Exercise prompt |
Reproduce word for word the part of the coho salmon passage starting at "The coho salmon" and ending at "according to biologists.".

Passage |
The coho salmon of Central California, which swim up the rivers and creeks during the first winter rains, are stranded in the ocean waiting for the surge of water that signals the beginning of their annual migration, but it may never come.

All the creeks between the Golden Gate and Monterey Bay are blocked by sand bars because of the lack of rain, making it impossible for the masses of salmon to reach their native streams and create the next generation of coho. The endangered coho could go extinct over much of their range if they do not spawn this year, according to biologists.

“It may already be too late,” said Stafford Lehr, chief of fisheries for the California Department of Fish and Wildlife. “The Central Coast coho could be gone south of the Golden Gate.”

The situation is bad even in the one place fish can get upstream, in West Marin County. Very few coho have been seen in Lagunitas Creek, long considered a bellwether of salmon health in the region, according to Eric Ettlinger, the aquatic ecologist for the Marin Municipal Water District.

Attempt to lure the coho

The dire situation prompted the district to release 29 million gallons of valuable drinking water from Kent Lake early this month in an effort to lure the coho into the watershed, which winds 33 miles through the redwood- and oak-studded San Geronimo Valley on the northwest side of Mount Tamalpais.

Watershed biologists in Marin have counted only 57 coho redds, the word scientists use for the clusters of pink eggs that salmon lay in the gravel. That’s “exceptionally low for mid-January,” Ettlinger wrote in his weekly spawning update. More than 100 redds were counted last January in Lagunitas Creek, where hundreds of thousands of fish once spawned until seven dams were built in the watershed to supply Marin with drinking water.

Extracted records |
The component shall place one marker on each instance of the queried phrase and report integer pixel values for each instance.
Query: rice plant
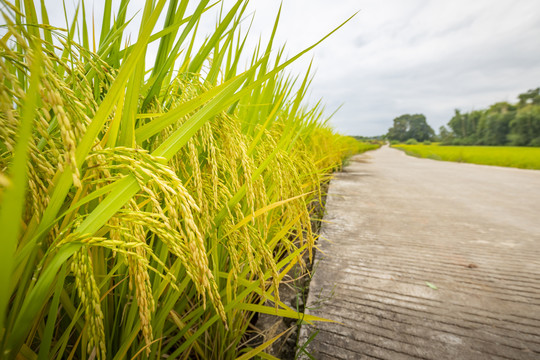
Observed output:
(149, 211)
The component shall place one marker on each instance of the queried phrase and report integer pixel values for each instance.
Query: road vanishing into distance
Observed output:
(424, 259)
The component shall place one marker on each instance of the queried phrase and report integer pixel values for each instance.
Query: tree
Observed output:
(410, 127)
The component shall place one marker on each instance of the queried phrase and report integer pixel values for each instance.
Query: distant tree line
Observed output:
(407, 127)
(501, 124)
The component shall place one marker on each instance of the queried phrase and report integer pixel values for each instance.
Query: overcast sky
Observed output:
(407, 56)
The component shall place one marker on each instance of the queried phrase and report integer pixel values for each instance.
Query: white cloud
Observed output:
(399, 56)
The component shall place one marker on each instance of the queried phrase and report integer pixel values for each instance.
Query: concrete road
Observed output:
(428, 260)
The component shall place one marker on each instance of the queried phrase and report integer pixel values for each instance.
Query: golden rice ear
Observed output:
(85, 283)
(164, 190)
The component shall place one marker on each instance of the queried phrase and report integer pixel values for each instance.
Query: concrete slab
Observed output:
(422, 259)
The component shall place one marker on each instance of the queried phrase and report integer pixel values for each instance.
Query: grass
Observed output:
(150, 211)
(518, 157)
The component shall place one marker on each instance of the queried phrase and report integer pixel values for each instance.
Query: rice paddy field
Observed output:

Task output |
The coho salmon of Central California, which swim up the rivers and creeks during the first winter rains, are stranded in the ocean waiting for the surge of water that signals the beginning of their annual migration, but it may never come.

All the creeks between the Golden Gate and Monterey Bay are blocked by sand bars because of the lack of rain, making it impossible for the masses of salmon to reach their native streams and create the next generation of coho. The endangered coho could go extinct over much of their range if they do not spawn this year, according to biologists.